__Image location labeling entries__
■ ■ ■

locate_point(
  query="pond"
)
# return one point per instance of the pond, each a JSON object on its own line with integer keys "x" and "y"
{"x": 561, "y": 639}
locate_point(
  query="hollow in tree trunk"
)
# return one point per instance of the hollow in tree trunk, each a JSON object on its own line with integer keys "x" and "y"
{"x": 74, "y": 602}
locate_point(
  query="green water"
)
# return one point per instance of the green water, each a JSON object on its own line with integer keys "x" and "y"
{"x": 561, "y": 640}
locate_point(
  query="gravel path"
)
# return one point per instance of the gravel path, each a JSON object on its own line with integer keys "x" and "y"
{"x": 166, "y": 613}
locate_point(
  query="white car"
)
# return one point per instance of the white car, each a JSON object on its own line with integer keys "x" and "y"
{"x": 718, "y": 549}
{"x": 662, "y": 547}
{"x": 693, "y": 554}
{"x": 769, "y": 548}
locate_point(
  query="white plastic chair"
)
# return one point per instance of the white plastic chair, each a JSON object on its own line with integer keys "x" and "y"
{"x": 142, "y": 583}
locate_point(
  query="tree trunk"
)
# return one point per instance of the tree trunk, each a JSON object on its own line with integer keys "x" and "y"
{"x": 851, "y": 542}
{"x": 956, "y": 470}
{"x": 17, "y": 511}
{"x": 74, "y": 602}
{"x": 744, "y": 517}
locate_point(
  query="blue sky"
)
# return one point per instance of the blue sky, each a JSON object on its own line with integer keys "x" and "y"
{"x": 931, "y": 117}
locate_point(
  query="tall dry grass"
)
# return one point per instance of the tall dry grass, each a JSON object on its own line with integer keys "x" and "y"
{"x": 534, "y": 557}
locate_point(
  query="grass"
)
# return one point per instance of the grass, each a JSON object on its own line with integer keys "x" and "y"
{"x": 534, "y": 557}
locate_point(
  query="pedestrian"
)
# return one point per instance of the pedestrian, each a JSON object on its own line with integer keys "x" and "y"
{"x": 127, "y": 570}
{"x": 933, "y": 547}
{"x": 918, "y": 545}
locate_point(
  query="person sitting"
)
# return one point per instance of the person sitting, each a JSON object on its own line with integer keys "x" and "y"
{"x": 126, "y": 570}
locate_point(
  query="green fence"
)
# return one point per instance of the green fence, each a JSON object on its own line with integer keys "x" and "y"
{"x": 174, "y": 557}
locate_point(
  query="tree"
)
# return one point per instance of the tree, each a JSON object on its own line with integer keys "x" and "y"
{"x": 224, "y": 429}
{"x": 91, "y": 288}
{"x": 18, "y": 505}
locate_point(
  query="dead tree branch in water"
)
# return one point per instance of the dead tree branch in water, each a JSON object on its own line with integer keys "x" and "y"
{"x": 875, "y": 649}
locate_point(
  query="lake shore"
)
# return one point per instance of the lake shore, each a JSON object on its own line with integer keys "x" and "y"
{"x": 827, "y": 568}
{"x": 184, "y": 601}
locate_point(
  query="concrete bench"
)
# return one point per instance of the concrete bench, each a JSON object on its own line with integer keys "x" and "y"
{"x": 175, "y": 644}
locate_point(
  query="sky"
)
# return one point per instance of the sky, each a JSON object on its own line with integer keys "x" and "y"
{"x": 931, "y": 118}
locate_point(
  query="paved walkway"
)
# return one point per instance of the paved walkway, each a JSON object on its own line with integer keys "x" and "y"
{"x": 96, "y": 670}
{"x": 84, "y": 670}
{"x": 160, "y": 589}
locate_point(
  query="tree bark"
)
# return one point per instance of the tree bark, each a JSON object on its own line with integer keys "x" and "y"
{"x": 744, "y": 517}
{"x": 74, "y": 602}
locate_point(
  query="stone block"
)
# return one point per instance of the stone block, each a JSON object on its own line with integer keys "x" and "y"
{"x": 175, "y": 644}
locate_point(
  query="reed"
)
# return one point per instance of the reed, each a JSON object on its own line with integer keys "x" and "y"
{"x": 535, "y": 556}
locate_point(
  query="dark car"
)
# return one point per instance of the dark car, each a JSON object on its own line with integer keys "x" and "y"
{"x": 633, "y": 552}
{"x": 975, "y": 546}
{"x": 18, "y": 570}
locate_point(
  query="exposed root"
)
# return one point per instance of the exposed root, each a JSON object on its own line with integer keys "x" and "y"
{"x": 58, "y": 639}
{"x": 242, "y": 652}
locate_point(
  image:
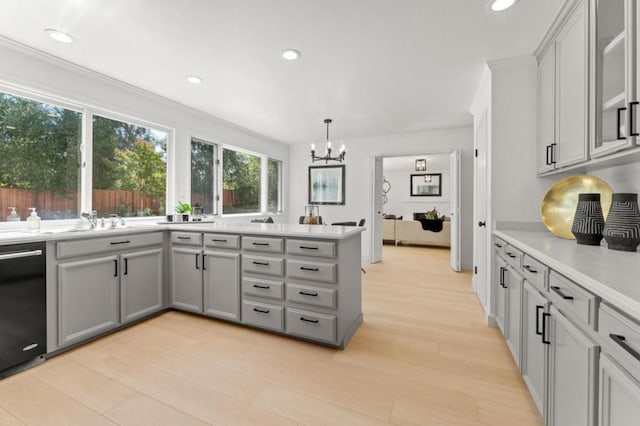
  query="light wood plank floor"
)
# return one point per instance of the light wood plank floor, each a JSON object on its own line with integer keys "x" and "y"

■ ■ ■

__Work required__
Reproduce every entry word for word, but skip any pictures.

__Answer to the task__
locate_point(
  query="pond"
)
# return one point per instance of the pond, each a JSON object on its own line with integer keys "x" and "y"
{"x": 561, "y": 639}
locate_point(
  query="hollow in tree trunk"
)
# return one point per instance of the hollow in tree trunk, each a JSON object on its own line with integer keys "x" and "y"
{"x": 74, "y": 602}
locate_point(
  query="green water"
)
# return one point per instance of the green water, each a JSON object on its own line with integer keys "x" and "y"
{"x": 561, "y": 640}
locate_point(
  query="gravel path"
)
# return one point per instance of the gravel path, each a JSON object on its own line with integer keys "x" and "y"
{"x": 166, "y": 613}
locate_point(
  query="white car"
)
# return one point per instance of the white car, each a JSON object on its own line with integer keys "x" and "y"
{"x": 718, "y": 549}
{"x": 662, "y": 547}
{"x": 693, "y": 554}
{"x": 769, "y": 548}
locate_point(
  query="white plastic chair"
)
# return one point per instance of the white plastic chair, each a JSON object on its own line with integer keys "x" and "y"
{"x": 142, "y": 583}
locate_point(
  query="tree trunk"
)
# return one point per instance of the tree trunk, each a JSON object on its own line with integer keys "x" and "y"
{"x": 851, "y": 542}
{"x": 956, "y": 470}
{"x": 17, "y": 511}
{"x": 74, "y": 602}
{"x": 744, "y": 517}
locate_point(
  query="blue sky"
)
# return one point per instance of the blue sky, each a JSON object on its own line with integer keys "x" and "y"
{"x": 931, "y": 117}
locate_point(
  query="tall dry grass"
)
# return one point per instance of the tall dry grass, each a JSON object on its own line with integer keys "x" and "y"
{"x": 534, "y": 557}
locate_point(
  query="grass"
)
# return one point per instance of the grass, each a JSON object on its own line with integer keys "x" and "y"
{"x": 534, "y": 557}
locate_point(
  query="pedestrian"
)
# return one point per instance of the pedestrian, each a JSON object on its own line with integer keys "x" and "y"
{"x": 127, "y": 570}
{"x": 933, "y": 547}
{"x": 918, "y": 545}
locate_point(
  query="person sitting"
)
# return one point per instance of the person sitting, each a JSON object on its own line with integer keys "x" and "y"
{"x": 126, "y": 570}
locate_point(
  query="green fence"
)
# return one point per instance of the green fence, each a JSON object on its own line with integer keys "x" and "y"
{"x": 174, "y": 557}
locate_point(
  query="tree"
)
# return one point per instance of the tree, each a JSON object on its own line with integer keys "x" and "y"
{"x": 224, "y": 429}
{"x": 91, "y": 288}
{"x": 18, "y": 505}
locate_point(
  query="dead tree branch in water"
)
# return one point per instance of the dead tree branch in water, each a JSON object on its own line with integer keys "x" and "y"
{"x": 875, "y": 649}
locate_point(
  query="lake shore"
)
# return one point per instance of the lake shore, each a JSON object on its own line with integer keys "x" and "y"
{"x": 827, "y": 568}
{"x": 184, "y": 601}
locate_point(
  query="concrete bench"
)
# return one point per instance of the concrete bench, each a JSON object on its own line with integer keys "x" and "y"
{"x": 175, "y": 644}
locate_point(
  query="sky"
)
# return one point per instance of the sky, each a JSON object on its own line with integer keys "x" and "y"
{"x": 931, "y": 118}
locate_point(
  query="paved walkway"
)
# return one point per instance of the paved walkway, each a JSON object on its own line with integer keys "x" and "y"
{"x": 96, "y": 670}
{"x": 84, "y": 670}
{"x": 160, "y": 589}
locate_point(
  query="tree bark"
)
# return one point per instance of the tree bark, each a JSON object on its own line with integer keys "x" and "y"
{"x": 744, "y": 517}
{"x": 74, "y": 602}
locate_point(
  query="stone block"
)
# return one point per instance of the stone block, each a JSON object on its own line with integer keys "x" and "y"
{"x": 175, "y": 644}
locate_point(
  query="reed"
)
# return one point per instance of the reed, each a JSON object on its own line with integer keys "x" and "y"
{"x": 535, "y": 556}
locate_point(
  query="dark car"
)
# return one point per instance of the dark car, each a JSON object on its own line with integer keys "x" and "y"
{"x": 633, "y": 552}
{"x": 975, "y": 546}
{"x": 18, "y": 570}
locate_point(
  query="exposed root"
)
# return one point per instance of the exposed root, each a JSON object on its own line with integer keys "x" and "y"
{"x": 58, "y": 639}
{"x": 242, "y": 652}
locate_point(
  image:
  query="light wood plank floor"
)
# return one point per instance of the light wood plank floor, each a JSON object on its own line with integer keys "x" and "y"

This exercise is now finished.